**Task details:**
Restate word for word the lines of the data below, from the first through the one that has "Indicate the green".

[Dataset excerpts]
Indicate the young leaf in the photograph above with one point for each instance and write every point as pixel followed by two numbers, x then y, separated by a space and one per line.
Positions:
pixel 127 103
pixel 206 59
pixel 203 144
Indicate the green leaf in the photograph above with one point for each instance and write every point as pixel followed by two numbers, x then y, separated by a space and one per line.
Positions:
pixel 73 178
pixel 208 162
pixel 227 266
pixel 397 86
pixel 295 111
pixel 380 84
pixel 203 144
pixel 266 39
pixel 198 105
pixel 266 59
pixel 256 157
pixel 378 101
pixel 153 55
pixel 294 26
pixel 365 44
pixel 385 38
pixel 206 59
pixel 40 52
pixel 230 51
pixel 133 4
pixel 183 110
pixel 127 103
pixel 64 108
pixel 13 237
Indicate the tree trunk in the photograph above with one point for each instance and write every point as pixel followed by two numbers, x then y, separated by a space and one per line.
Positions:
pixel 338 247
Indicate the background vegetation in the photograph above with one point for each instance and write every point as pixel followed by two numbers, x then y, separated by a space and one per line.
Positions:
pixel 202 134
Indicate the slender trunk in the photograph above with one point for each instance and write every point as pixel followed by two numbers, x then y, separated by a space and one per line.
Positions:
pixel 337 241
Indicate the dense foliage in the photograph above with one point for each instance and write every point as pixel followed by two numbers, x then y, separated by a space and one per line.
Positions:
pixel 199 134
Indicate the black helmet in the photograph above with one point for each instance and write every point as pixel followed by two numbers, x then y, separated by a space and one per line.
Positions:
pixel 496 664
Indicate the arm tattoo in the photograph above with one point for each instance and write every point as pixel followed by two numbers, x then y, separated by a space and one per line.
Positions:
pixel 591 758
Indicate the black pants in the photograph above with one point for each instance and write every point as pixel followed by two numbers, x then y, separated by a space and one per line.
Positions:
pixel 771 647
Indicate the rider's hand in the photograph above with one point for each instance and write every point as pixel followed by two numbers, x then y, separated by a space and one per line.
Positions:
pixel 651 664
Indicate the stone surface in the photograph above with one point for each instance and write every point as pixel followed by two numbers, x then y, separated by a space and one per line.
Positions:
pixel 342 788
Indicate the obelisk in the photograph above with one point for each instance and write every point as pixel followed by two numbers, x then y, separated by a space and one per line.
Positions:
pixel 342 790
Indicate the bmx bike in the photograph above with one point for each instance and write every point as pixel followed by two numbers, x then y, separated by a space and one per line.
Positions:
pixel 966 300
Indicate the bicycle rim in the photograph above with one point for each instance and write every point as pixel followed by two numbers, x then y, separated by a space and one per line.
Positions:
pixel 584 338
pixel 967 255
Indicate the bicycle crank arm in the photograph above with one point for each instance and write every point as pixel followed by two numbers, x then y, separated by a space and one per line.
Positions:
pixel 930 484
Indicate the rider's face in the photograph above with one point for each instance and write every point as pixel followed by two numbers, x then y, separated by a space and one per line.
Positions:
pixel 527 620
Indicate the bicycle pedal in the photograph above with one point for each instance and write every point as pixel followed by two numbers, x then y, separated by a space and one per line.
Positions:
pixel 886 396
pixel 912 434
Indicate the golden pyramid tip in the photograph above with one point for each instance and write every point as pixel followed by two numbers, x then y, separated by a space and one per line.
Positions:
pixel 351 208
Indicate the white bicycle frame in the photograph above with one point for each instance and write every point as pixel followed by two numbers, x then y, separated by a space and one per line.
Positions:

**Task answer:**
Indicate the young leaf in the photograph above with one point for each instance and write every point as pixel followed by two numbers, x then y, separated by a space and one per line.
Positions:
pixel 127 103
pixel 206 59
pixel 203 144
Indicate the green leaf in the photograph above with one point for each instance and write every point as pixel followed by two numbers, x then y, separated by a space and one per line.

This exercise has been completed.